[Entries taken from a collection]
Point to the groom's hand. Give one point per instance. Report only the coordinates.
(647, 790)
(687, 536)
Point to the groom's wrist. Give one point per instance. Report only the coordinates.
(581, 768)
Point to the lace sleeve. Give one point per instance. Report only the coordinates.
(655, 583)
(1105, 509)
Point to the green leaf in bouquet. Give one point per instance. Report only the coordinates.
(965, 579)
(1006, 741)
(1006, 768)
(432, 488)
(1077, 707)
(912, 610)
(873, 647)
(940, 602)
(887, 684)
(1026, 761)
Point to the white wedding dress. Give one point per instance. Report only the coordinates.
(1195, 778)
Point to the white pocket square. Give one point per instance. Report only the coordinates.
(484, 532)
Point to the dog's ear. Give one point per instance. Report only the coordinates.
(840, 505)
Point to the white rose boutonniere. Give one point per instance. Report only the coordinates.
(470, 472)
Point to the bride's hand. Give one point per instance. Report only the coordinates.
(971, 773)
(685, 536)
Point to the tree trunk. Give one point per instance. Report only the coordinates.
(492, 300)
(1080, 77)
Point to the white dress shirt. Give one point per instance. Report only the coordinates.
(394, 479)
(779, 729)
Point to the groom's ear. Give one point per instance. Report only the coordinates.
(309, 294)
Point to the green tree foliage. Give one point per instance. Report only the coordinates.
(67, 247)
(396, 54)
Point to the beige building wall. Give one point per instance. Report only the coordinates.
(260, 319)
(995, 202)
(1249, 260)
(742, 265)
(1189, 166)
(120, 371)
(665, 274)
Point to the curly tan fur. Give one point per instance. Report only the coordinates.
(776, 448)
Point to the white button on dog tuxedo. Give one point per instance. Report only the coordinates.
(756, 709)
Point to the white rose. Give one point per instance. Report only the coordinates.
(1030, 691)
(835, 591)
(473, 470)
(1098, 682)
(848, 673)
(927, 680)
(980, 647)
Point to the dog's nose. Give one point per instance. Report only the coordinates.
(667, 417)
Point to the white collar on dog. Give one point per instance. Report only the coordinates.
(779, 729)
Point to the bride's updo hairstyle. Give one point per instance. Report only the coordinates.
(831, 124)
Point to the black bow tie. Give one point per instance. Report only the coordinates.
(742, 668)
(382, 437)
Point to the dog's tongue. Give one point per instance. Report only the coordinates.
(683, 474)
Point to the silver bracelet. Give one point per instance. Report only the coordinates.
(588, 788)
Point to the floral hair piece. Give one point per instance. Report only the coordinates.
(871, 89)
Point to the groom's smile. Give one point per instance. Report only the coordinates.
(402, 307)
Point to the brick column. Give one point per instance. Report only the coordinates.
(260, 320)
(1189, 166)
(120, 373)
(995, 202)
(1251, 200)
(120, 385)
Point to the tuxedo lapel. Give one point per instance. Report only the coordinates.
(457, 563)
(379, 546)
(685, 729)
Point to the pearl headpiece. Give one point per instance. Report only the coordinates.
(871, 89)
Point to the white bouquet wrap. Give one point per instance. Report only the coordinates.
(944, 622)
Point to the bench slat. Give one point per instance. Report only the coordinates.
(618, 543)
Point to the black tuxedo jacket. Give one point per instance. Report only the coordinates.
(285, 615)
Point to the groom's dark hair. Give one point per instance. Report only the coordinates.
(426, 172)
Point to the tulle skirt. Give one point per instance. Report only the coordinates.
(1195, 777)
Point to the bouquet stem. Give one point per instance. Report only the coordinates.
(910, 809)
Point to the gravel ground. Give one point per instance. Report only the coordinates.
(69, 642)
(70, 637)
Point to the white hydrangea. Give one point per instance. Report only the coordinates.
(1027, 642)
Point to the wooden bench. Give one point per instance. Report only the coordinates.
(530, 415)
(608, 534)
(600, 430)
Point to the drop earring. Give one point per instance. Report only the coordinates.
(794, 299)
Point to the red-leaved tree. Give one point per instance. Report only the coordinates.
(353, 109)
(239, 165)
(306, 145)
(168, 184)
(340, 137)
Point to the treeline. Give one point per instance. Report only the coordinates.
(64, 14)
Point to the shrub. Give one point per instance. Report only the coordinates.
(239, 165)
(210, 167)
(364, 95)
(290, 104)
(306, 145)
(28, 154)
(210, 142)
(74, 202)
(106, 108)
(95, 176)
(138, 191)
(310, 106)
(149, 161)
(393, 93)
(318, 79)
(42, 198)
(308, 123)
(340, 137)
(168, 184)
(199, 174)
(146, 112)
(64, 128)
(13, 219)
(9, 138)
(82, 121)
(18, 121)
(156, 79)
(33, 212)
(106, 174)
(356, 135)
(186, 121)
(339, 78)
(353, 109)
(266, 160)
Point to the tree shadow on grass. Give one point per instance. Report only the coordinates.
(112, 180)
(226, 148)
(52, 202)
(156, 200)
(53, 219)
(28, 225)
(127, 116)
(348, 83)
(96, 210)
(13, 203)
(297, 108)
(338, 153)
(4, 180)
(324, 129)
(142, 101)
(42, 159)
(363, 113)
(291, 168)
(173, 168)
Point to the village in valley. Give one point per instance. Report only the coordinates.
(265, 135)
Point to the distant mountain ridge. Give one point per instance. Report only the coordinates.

Problem details: A verbatim copy of all the records is required. Write it out in full.

Expected output:
Point to the groom's hand. Give one point per instance. Report only the coordinates.
(647, 790)
(687, 536)
Point to the groom's wrist. Give one point per instance. Report only the coordinates.
(581, 768)
Point to the lace sleeve. Give one point per instance. Report only the coordinates.
(655, 583)
(1105, 509)
Point to the green leaf in bouquet. Give one point per instance. Report only the coordinates.
(965, 579)
(1006, 741)
(1006, 768)
(432, 488)
(1077, 707)
(912, 610)
(873, 647)
(940, 602)
(887, 684)
(1026, 761)
Point to the white wedding dress. Give one point per instance. Report only the coordinates.
(1195, 778)
Point to the white pocket square. Give one point per instance. Report only the coordinates.
(484, 532)
Point to the dog's ear. Give one point per instance. Report only the coordinates.
(840, 505)
Point to the white rose boutonniere. Give one point per instance. Report only the coordinates.
(470, 472)
Point to the bride's hand. Give one point per instance. Report only the coordinates.
(971, 773)
(685, 536)
Point to the tree trunk. Give one point per instance. Report only the coordinates.
(492, 300)
(1080, 77)
Point to the white dress shirt. Give one point per instance. Report only the coordinates.
(394, 479)
(779, 729)
Point to the groom's ear. Give one point per instance. Report only the coordinates.
(309, 294)
Point to the green tree foliage. Give one point per instance. Report only the coordinates.
(67, 247)
(396, 54)
Point to the beige building wall. Give one point per instance. Report only the coordinates.
(260, 319)
(995, 202)
(1249, 260)
(742, 265)
(1189, 166)
(120, 371)
(665, 274)
Point to the curly tan fur. Give one point per instance. Report only the coordinates.
(776, 448)
Point to the white button on dog tuxedo. Give one point per instance. Report only the coordinates.
(756, 709)
Point to the white rose. Give one point per instance. Report only the coordinates.
(1030, 691)
(835, 591)
(473, 470)
(1098, 682)
(848, 673)
(927, 680)
(980, 647)
Point to the dog's nose. Give one point per instance. Report only the coordinates.
(667, 417)
Point to the white collar on dog. Give one point per instance. Report only the coordinates.
(779, 729)
Point to the bride's updo hairstyle. Give one point per instance. Report only the coordinates.
(831, 124)
Point to the black bow tie. Give one point per instance. Report only the coordinates.
(742, 668)
(382, 437)
Point to the dog's tongue. Give one point per instance. Report only the coordinates.
(683, 474)
Point to the silver bracelet. Give one point per instance. Report only the coordinates.
(588, 788)
Point to the floral hair piece. Give one point per instance. Report only the coordinates.
(871, 89)
Point to the groom's smile. Give one point per instance. Report only the coordinates.
(402, 307)
Point to the brick column. Give one point per instance. Report only the coordinates.
(260, 320)
(1189, 166)
(120, 373)
(995, 202)
(1251, 200)
(120, 385)
Point to the tuxedo lapel. Give one point per instance. Report only the coordinates.
(457, 563)
(379, 546)
(685, 729)
Point to the pearl headpiece. Give one point per instance. Report only the coordinates.
(871, 89)
Point to the white bouquet wrap. Give one point per instance. Report only the coordinates.
(944, 622)
Point to the bench slat. Give one point per instance. Report only the coordinates.
(618, 543)
Point to the black tuxedo jacket. Give one point per instance. Report only the coordinates.
(285, 615)
Point to the groom's dark hair. Give one point per instance. Report only the coordinates.
(426, 172)
Point to the tulle skirt. Give one point per instance. Report only the coordinates.
(1195, 777)
Point to the bouquet stem. Give one point per instance. Report only the coordinates.
(910, 809)
Point to the gravel ground. Give one point per instance. Report only the coordinates.
(69, 642)
(70, 637)
Point to the white hydrangea. Give one point per instance. Report only the coordinates.
(1027, 642)
Point to the wooden bench. Give one point per instance. Report only the coordinates.
(530, 415)
(608, 534)
(600, 430)
Point to the drop earring. Give one point per instance. Report only the coordinates.
(794, 299)
Point to the red-leaved tree. Give one point per instance. Report only the coordinates.
(353, 109)
(239, 165)
(306, 145)
(168, 184)
(340, 137)
Point to the treeline. Give one point per instance. Report only the coordinates.
(64, 14)
Point to the shrub. Give one point per instance. Report only the coordinates.
(239, 165)
(210, 167)
(364, 95)
(290, 104)
(306, 145)
(28, 154)
(210, 142)
(74, 202)
(106, 108)
(95, 176)
(138, 191)
(310, 106)
(149, 161)
(393, 93)
(318, 79)
(42, 198)
(308, 123)
(340, 137)
(168, 184)
(199, 174)
(146, 112)
(64, 128)
(13, 219)
(9, 138)
(82, 121)
(18, 121)
(156, 79)
(33, 212)
(106, 174)
(356, 135)
(186, 121)
(339, 78)
(353, 109)
(266, 160)
Point to the tree shadow on grass. Give one point per instance. Report only the coordinates.
(112, 180)
(226, 148)
(52, 202)
(156, 200)
(53, 219)
(28, 225)
(127, 116)
(348, 83)
(96, 210)
(13, 203)
(297, 108)
(338, 153)
(4, 180)
(324, 129)
(142, 101)
(42, 159)
(363, 113)
(291, 168)
(173, 168)
Point to the village in valley. Give one point per instance. Report only the coordinates.
(265, 135)
Point to the distant mountain ridge. Give one point per instance. Report only the coordinates.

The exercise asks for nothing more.